▸ Page:
— start —

# Recent engineer graduate with no job



## viethluu (Mar 14, 2013)

Hi,

Sorry, this is my first post. If I make any mistake, please forgive me.

I am a recent graduate from Georgia Tech, majoring in chemical engineering and paper making. I live in Georgia metro area. I could not find any engineering job at all (even technician job is rare).

I am not a bad student or a slacker. My GPA is 3.25; I have two internships and two remesters of research related to pulp and paper making. Still, neither my internships or my research help me land any job.

I feel very frustrated, shamful, and useless. I graduate with a good degree and a good grade but still could not find any job offer.

I tried all the job board like Monster, Engineerjobs, Careerbuilder. I even go to the company website and apply for jobs across the country. Still there is no luck. I even attended professional meeting (local TAPPI, AICHE, engineering night ,...) and handed out my resume during the meeting to potential employeer. NOBODY even response or even give me an interview at all.

I feel very sad and want to finish my life. The degree that I work for so hard turns out just a piece of tissue paper.

My family need me to work to support them. I feel extremely useless because there is nothing I can do to make money to support them.

I would appreciate any one's advice or guidance. Please I don't know what to do any more.


----------



## Supe (Mar 14, 2013)

Check out sites like roadtechs.com. You should not have problems finding field engineering work for things like paper mill outages, even though it won't be design work. Short term, lots of overtime, and can help get your foot in the door.


----------



## roadwreck (Mar 14, 2013)

viethluu said:


> I feel very sad and want to finish my life.




I hope that doesn't mean what it sounds like. Maybe it was just a poor way to phrase your statement.


----------



## viethluu (Mar 14, 2013)

roadwreck said:


> viethluu said:
> 
> 
> > I feel very sad and want to finish my life.
> ...




Sorry, it is just a poor way to describe my situation. I feel stucked and just don't know how to move on with my life.


----------



## viethluu (Mar 14, 2013)

Supe said:


> Check out sites like roadtechs.com. You should not have problems finding field engineering work for things like paper mill outages, even though it won't be design work. Short term, lots of overtime, and can help get your foot in the door.




Most of the job up there require 5-10 years of experience. I just recently graduated, how can i qualified for those kinds of job.


----------



## solomonb (Mar 14, 2013)

Viethluu-- OK, draw a deep breath and RELAX. Yes, I know, easier said than done. However, you are NOT the lone ranger here. Sadly, some of your colleagues throughout the United States are in the same boat.

— end —

▸ Provided data:

— start —

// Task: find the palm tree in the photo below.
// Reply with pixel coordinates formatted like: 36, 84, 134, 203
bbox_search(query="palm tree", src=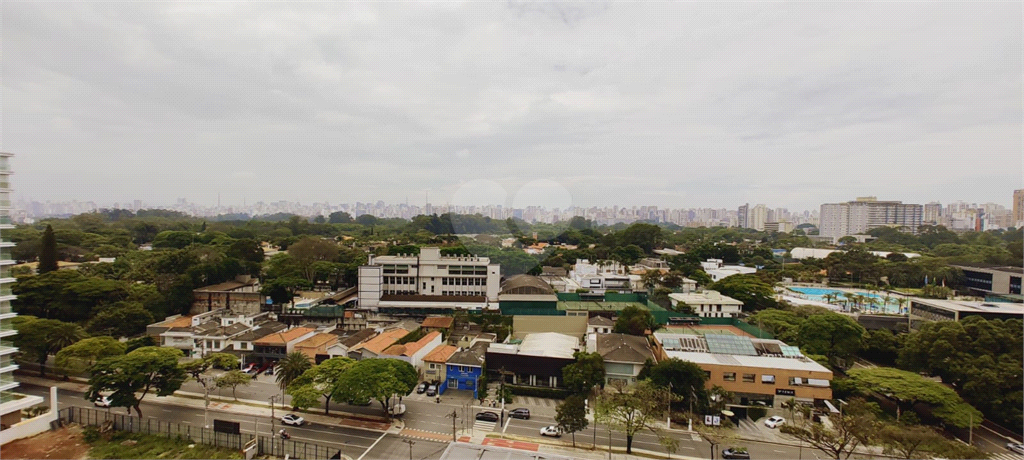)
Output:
46, 323, 89, 353
274, 351, 313, 390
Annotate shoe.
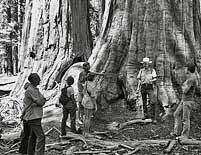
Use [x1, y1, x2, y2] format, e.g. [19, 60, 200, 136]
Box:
[176, 135, 188, 141]
[77, 120, 83, 125]
[170, 132, 179, 139]
[152, 119, 158, 124]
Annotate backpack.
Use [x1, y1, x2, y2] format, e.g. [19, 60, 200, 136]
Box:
[59, 85, 72, 105]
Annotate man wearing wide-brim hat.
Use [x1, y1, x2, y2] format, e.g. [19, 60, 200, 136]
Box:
[137, 57, 157, 122]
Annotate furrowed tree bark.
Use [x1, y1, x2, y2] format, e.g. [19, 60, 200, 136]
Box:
[89, 0, 200, 110]
[11, 0, 201, 114]
[10, 0, 90, 97]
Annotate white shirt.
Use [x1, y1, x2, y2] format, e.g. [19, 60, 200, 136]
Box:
[137, 68, 157, 84]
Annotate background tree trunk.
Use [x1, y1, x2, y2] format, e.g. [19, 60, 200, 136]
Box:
[89, 0, 200, 109]
[11, 0, 201, 112]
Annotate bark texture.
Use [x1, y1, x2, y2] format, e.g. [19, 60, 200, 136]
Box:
[12, 0, 201, 108]
[11, 0, 91, 97]
[89, 0, 200, 106]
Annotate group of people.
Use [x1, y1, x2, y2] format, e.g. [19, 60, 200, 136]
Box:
[19, 62, 100, 155]
[61, 62, 100, 136]
[19, 57, 199, 155]
[137, 57, 201, 140]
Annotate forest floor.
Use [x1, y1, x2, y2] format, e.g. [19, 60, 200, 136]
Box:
[0, 100, 201, 155]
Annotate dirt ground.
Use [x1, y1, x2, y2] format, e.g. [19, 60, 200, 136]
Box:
[0, 100, 201, 155]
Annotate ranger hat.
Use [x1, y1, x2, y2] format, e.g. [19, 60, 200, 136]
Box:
[141, 57, 152, 63]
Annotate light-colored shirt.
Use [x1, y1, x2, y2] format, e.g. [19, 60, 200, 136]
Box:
[77, 71, 90, 93]
[137, 68, 157, 84]
[23, 84, 46, 120]
[67, 86, 74, 97]
[82, 81, 96, 109]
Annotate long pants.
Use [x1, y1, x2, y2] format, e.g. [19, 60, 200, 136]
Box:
[19, 120, 37, 155]
[20, 119, 45, 155]
[141, 84, 157, 119]
[174, 101, 193, 138]
[84, 108, 94, 134]
[61, 106, 76, 135]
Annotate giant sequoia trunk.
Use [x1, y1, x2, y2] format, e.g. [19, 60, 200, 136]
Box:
[11, 0, 91, 97]
[12, 0, 201, 111]
[89, 0, 200, 109]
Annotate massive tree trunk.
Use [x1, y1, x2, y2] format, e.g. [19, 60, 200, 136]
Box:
[11, 0, 91, 97]
[89, 0, 200, 109]
[12, 0, 201, 112]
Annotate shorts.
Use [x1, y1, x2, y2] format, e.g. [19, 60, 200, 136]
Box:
[77, 92, 84, 102]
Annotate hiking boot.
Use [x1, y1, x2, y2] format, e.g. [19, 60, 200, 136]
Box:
[152, 119, 158, 124]
[170, 132, 179, 139]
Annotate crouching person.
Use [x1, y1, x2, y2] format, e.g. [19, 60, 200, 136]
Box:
[171, 64, 199, 140]
[82, 73, 97, 136]
[19, 73, 46, 155]
[59, 76, 77, 136]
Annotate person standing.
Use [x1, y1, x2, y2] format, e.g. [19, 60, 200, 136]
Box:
[22, 73, 46, 155]
[61, 76, 77, 136]
[171, 63, 199, 139]
[82, 73, 97, 136]
[19, 82, 36, 154]
[137, 57, 157, 122]
[77, 62, 105, 123]
[78, 62, 90, 122]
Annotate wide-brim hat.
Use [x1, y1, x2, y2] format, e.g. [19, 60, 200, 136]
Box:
[141, 57, 152, 63]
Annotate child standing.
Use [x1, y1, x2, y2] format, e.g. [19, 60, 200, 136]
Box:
[61, 76, 77, 136]
[82, 73, 97, 136]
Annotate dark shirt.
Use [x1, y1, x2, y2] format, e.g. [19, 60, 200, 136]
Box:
[78, 71, 90, 93]
[23, 84, 46, 120]
[182, 74, 198, 101]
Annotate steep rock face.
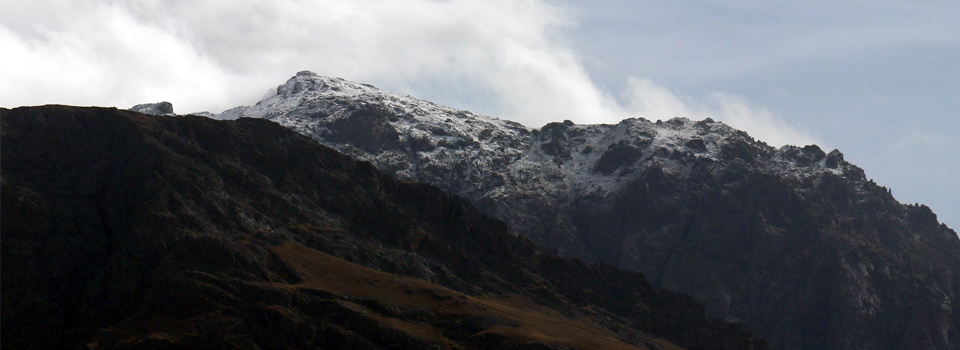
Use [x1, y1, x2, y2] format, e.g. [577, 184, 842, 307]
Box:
[0, 106, 765, 349]
[221, 72, 960, 349]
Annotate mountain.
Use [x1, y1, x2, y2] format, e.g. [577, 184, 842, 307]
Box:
[0, 106, 766, 349]
[220, 72, 960, 349]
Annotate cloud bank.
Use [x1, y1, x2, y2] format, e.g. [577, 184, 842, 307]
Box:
[0, 0, 817, 145]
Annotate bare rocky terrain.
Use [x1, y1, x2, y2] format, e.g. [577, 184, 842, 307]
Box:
[218, 72, 960, 349]
[0, 106, 764, 349]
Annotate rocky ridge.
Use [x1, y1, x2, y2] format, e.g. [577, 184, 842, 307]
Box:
[220, 72, 960, 349]
[0, 106, 766, 349]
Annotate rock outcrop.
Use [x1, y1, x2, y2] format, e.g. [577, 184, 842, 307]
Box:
[221, 72, 960, 349]
[0, 106, 764, 349]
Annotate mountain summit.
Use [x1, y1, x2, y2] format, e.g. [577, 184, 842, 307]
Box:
[0, 106, 766, 350]
[220, 72, 960, 349]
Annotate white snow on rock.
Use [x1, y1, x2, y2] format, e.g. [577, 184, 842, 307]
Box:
[216, 71, 863, 238]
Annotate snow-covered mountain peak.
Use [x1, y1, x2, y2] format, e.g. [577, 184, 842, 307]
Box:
[220, 71, 863, 220]
[277, 71, 382, 96]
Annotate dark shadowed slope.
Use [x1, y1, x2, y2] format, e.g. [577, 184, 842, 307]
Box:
[222, 72, 960, 350]
[0, 106, 765, 349]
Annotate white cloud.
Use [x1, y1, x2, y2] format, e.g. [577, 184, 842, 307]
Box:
[0, 0, 812, 144]
[624, 78, 822, 146]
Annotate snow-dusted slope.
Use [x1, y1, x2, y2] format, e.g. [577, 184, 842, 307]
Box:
[218, 71, 862, 252]
[220, 72, 960, 349]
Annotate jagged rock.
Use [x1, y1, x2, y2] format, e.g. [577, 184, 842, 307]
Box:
[130, 101, 175, 116]
[222, 72, 960, 349]
[0, 106, 764, 350]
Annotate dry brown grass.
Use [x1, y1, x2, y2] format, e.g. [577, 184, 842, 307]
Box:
[271, 242, 660, 349]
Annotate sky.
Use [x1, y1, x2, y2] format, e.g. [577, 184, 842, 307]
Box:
[0, 0, 960, 229]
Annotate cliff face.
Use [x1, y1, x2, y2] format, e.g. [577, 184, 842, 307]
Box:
[0, 106, 764, 349]
[221, 72, 960, 349]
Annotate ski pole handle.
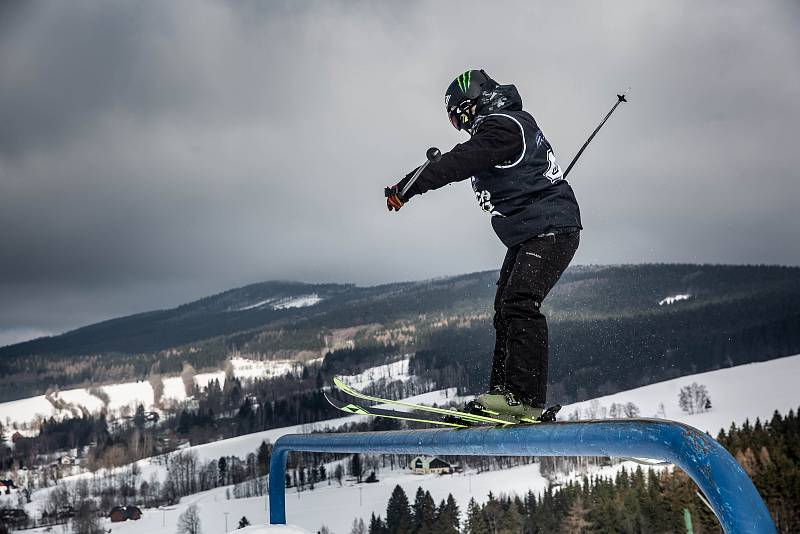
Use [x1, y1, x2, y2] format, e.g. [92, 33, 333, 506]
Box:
[400, 146, 442, 197]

— end —

▸ Directive: Write out everything in the forum thread from "I feel very frustrated, shamful, and" down to "do any more.", word for word.

▸ Response to this task:
I feel very frustrated, shamful, and useless. I graduate with a good degree and a good grade but still could not find any job offer.

I tried all the job board like Monster, Engineerjobs, Careerbuilder. I even go to the company website and apply for jobs across the country. Still there is no luck. I even attended professional meeting (local TAPPI, AICHE, engineering night ,...) and handed out my resume during the meeting to potential employeer. NOBODY even response or even give me an interview at all.

I feel very sad and want to finish my life. The degree that I work for so hard turns out just a piece of tissue paper.

My family need me to work to support them. I feel extremely useless because there is nothing I can do to make money to support them.

I would appreciate any one's advice or guidance. Please I don't know what to do any more.